[Stored dataset items]
------------------------------------------------

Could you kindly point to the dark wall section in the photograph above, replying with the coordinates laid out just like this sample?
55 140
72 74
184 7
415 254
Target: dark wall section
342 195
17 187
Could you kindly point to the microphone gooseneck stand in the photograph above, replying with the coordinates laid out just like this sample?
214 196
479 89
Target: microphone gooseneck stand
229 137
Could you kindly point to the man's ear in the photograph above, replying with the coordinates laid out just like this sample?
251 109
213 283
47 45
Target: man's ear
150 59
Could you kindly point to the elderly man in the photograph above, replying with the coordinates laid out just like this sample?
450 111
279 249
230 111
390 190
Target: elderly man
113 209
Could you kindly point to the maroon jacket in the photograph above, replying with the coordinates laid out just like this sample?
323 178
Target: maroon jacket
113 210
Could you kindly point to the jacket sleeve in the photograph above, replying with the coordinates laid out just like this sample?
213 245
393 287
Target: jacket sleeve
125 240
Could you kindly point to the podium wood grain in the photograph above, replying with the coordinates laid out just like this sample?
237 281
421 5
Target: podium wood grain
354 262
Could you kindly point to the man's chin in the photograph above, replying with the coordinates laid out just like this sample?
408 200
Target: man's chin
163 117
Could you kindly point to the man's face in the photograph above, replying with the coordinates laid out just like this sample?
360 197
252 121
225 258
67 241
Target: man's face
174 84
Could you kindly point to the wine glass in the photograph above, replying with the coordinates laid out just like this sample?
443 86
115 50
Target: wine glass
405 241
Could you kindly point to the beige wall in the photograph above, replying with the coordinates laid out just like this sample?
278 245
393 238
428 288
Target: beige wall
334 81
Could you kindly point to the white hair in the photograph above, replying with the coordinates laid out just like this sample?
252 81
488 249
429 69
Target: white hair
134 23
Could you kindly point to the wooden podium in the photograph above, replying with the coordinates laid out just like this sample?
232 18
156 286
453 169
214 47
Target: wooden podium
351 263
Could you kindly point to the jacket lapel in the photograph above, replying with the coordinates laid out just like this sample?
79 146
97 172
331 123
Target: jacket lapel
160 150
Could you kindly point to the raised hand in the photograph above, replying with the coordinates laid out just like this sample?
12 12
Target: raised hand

------------------------------------------------

#### Work instruction
Copy all records verbatim.

#### Task output
Could you kindly point to the dark wall section in the photograph above, replying with the coordinates laid out just like this sample?
55 140
72 74
184 7
415 254
Target: dark wall section
342 195
17 187
Could you kindly point to the microphone gooseneck stand in the photograph above, replying with the coordinates laid out just like this sample?
214 196
479 89
Target: microphone gooseneck stand
229 137
Could you kindly point to the man's ear in the photograph above, replying with the coordinates laid out just like this sample?
251 109
213 283
47 45
Target: man's ear
150 59
Could you kindly point to the elderly man in the photograph above, replying with the coordinates laid out just like this sample?
450 111
279 249
230 111
390 190
Target: elderly man
113 209
Could you kindly point to the maroon jacket in the photograph above, replying with the coordinates laid out just like this sample?
323 178
Target: maroon jacket
113 210
Could you kindly point to the jacket sleeve in the photograph above, replying with the coordinates laid out just like this sample?
213 245
393 287
Target: jacket sleeve
125 240
Could you kindly point to the podium wood grain in the photograph above, replying with the coordinates laid out just like this sample?
237 281
421 5
Target: podium wood grain
354 262
Could you kindly point to the man's chin in the photograph above, replying with the coordinates laid out just like this sample?
408 200
Target: man's chin
163 117
Could you kindly point to the man's face in the photograph above, replying with the coordinates laid out just like this sample?
360 197
252 121
225 258
67 241
Target: man's face
174 84
Could you kindly point to the wine glass in the photograph above, replying with the coordinates laid out just like this sample?
443 86
115 50
Target: wine glass
405 241
Could you kindly point to the beige wall in the photograph above, replying with the coordinates laid out just like this sample?
278 245
393 238
428 288
Target: beige wall
334 81
Could you kindly point to the white hair in the photograph above, replying with the coordinates laid out just like this sample?
252 81
488 249
429 69
Target: white hair
134 23
Could you kindly point to the wooden podium in the photograph above, replying with the coordinates laid out just like this sample?
232 18
156 286
453 169
214 47
Target: wooden podium
351 263
Could you kindly point to the jacket lapel in the photograph above, replying with the coordinates laid out just like this sample?
79 146
97 172
331 123
Target: jacket lapel
160 150
Could you kindly point to the raised hand in the photograph above, replying with the coordinates laid out just like this sample?
12 12
Target: raised hand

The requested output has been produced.